--- START ---

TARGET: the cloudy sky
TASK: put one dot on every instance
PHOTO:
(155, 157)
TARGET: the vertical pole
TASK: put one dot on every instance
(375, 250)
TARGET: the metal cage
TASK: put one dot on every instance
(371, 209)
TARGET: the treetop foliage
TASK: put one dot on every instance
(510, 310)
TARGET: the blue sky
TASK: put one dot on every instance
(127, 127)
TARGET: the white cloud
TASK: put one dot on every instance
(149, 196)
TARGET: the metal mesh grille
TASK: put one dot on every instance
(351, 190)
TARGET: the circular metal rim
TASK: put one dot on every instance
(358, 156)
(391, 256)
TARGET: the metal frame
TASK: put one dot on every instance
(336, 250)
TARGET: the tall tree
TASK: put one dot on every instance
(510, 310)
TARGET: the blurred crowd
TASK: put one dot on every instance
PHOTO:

--- END ---
--- START ---

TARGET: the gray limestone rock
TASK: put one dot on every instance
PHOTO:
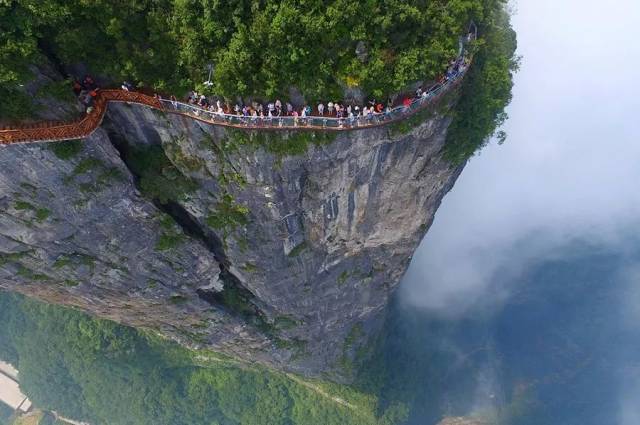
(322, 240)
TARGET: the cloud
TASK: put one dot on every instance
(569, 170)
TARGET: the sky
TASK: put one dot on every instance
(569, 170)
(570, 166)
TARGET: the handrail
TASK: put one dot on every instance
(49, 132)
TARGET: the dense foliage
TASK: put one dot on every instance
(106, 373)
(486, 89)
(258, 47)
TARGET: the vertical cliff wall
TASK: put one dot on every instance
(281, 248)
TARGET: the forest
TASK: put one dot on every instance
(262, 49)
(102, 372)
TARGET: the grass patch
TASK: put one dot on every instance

--- END ---

Every line from the data above that contains "vertical" must appear in the answer.

• Solution
TARGET: the vertical pole
TARGET: the vertical cliff wall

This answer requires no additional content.